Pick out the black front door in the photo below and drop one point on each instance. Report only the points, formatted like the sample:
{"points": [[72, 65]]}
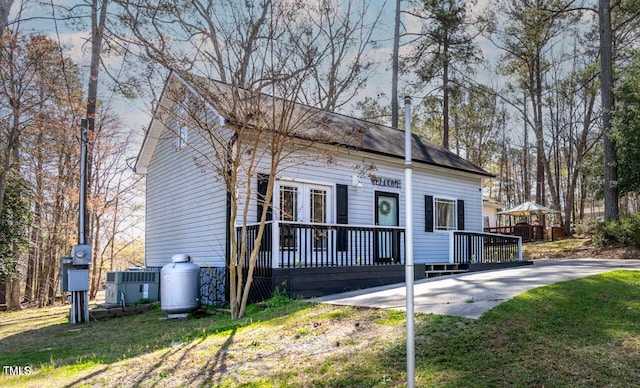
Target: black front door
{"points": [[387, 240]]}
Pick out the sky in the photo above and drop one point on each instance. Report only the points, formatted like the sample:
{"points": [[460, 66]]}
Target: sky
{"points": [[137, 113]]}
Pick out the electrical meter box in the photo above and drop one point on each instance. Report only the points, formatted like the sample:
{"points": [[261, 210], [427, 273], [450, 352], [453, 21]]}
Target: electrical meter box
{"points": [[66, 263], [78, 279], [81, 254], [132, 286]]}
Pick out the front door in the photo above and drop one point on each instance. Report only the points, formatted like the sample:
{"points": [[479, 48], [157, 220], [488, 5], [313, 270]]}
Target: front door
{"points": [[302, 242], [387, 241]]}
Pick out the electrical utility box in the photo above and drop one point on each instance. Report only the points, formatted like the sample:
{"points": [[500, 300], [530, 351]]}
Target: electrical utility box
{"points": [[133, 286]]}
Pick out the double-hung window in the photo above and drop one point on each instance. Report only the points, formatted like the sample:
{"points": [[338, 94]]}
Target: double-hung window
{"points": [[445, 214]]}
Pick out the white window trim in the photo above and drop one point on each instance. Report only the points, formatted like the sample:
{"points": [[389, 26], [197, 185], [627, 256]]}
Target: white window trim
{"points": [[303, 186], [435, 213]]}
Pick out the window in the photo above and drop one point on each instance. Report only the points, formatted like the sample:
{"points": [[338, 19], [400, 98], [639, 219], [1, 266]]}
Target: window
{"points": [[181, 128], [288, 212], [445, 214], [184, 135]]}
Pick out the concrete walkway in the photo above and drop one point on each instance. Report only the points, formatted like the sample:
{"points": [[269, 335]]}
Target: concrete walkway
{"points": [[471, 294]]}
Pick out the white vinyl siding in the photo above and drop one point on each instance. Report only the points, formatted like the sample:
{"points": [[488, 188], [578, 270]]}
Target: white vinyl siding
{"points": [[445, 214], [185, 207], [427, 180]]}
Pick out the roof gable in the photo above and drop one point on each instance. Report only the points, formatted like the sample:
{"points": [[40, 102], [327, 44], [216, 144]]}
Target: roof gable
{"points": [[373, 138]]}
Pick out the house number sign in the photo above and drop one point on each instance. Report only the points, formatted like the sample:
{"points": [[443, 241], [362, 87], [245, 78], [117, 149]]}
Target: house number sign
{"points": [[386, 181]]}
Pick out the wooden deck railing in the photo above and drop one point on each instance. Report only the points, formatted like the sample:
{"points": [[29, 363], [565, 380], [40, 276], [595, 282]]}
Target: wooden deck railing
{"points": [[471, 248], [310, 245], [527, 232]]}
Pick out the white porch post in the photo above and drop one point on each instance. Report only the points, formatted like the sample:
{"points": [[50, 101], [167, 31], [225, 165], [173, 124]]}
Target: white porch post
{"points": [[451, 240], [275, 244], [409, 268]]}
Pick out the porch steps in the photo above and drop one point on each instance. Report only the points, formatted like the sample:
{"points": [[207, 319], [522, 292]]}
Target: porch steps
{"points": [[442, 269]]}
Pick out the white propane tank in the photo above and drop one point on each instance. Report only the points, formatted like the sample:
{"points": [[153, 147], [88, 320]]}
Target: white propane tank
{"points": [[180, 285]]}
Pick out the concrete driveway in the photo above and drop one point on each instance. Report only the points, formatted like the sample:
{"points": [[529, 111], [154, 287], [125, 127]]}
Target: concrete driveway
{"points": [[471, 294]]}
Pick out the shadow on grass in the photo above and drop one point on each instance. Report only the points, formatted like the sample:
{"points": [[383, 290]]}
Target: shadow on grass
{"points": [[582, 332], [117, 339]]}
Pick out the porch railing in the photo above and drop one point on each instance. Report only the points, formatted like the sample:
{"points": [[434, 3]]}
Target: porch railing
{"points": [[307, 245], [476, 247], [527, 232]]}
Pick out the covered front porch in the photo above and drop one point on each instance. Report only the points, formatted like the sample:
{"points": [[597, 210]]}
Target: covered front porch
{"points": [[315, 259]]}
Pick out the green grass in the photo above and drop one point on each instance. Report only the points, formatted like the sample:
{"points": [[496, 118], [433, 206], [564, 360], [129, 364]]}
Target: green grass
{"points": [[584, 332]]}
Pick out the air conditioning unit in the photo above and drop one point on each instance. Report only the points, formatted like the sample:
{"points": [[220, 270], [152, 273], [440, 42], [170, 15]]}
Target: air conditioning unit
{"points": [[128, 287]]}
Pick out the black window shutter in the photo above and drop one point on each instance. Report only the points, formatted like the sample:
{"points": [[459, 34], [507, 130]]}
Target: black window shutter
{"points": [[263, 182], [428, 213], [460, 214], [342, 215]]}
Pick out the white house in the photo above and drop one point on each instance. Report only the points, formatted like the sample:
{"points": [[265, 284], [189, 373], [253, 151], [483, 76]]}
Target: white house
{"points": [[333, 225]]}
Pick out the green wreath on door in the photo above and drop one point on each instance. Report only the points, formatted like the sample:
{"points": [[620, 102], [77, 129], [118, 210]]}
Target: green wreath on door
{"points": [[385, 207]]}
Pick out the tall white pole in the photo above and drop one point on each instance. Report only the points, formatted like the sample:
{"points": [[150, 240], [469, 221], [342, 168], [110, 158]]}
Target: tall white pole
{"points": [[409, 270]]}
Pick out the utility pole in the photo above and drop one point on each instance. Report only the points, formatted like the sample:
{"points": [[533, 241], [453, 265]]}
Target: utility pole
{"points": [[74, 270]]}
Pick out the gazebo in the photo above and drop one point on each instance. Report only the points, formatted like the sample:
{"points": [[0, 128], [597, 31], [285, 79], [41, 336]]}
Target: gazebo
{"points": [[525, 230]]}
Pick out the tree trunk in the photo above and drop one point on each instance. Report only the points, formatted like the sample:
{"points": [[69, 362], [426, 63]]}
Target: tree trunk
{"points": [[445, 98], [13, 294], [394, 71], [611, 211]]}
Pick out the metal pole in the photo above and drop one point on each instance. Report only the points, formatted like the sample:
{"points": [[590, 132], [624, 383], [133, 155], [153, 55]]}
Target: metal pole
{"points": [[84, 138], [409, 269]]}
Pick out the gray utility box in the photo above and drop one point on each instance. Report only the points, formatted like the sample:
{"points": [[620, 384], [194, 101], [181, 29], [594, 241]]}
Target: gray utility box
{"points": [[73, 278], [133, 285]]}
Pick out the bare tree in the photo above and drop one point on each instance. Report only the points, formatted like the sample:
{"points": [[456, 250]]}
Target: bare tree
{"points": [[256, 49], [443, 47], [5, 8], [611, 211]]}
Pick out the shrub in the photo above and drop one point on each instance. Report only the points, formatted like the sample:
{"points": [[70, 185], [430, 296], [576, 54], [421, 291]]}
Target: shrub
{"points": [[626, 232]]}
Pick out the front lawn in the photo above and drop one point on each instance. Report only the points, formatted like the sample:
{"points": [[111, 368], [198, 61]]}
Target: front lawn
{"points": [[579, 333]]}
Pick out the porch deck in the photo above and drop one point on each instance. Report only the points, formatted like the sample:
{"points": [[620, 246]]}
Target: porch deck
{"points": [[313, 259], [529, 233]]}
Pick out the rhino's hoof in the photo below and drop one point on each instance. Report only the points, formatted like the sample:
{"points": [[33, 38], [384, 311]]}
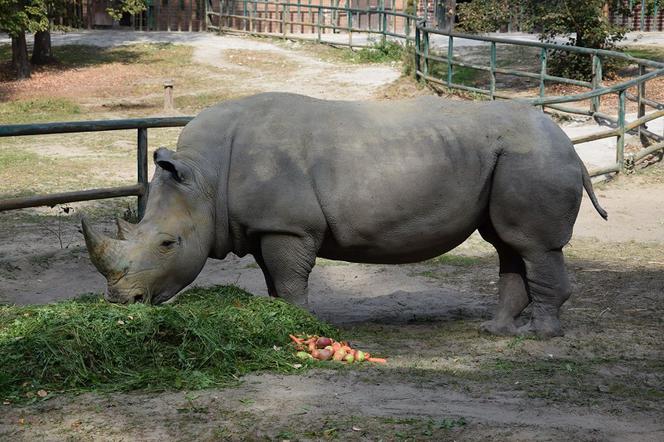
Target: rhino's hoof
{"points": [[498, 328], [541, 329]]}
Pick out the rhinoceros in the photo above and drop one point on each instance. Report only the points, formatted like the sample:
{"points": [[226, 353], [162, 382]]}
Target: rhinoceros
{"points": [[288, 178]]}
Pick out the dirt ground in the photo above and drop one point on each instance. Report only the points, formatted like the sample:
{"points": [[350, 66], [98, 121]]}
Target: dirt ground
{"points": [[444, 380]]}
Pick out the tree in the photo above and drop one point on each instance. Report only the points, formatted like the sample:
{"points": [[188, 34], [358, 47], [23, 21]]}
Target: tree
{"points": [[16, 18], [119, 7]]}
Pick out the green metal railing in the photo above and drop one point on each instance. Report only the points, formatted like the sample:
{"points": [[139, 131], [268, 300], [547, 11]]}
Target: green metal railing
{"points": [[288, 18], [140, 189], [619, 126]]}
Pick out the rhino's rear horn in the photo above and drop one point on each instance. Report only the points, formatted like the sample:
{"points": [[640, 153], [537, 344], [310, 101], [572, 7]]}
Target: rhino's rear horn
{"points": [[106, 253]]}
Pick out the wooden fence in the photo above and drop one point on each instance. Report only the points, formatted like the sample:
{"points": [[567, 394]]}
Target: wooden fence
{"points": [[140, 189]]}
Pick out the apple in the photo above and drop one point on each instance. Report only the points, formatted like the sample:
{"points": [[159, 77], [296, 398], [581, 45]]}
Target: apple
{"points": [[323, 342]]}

------------------------------------------------------------

Return exactly the lines from the line bearing "Pick out the rhinoceros" to the end of the records, inclusive of both; include no other lines.

Exercise output —
Pick out the rhinoceros in the photo above and drop one point on each instance. Report only the points, formatted like the sample:
{"points": [[226, 353], [162, 382]]}
Target: rhinoceros
{"points": [[288, 178]]}
Pick out the dirt ground in the photo above and drop one point on each instance. Report only the points, formatted like the sample:
{"points": [[350, 66], [98, 121]]}
Target: dirt ground
{"points": [[444, 380]]}
Pick out the tree in the photo above and drop one point on each instance. Report only the points, formatted like the sample:
{"points": [[188, 34], [358, 47], [23, 21]]}
Target: tree
{"points": [[16, 18], [119, 7]]}
Pick out the green metal railing in the photo above and drop one point on each instance. Report only the points, formatted like the sample:
{"points": [[139, 131], [268, 300], [547, 11]]}
Target: green metal railing
{"points": [[288, 18], [140, 189], [619, 126]]}
Pick out the rhino's rear horn in the photo above and drop one point on each instance. Report only the points, formatted like the sample:
{"points": [[640, 153], [537, 344], [310, 101], [572, 7]]}
Target: rhino's rear horn
{"points": [[106, 253]]}
Pick out the wooden fence in the photo above and drop one point on each instance. Report only the points, formatted like the sample:
{"points": [[567, 394]]}
Target: wooden fence
{"points": [[140, 189]]}
Pick out the apple in the photo above and drop one point on each instance. Report only the points, formatted like the sample:
{"points": [[159, 77], [296, 398], [581, 45]]}
Target: apple
{"points": [[323, 342]]}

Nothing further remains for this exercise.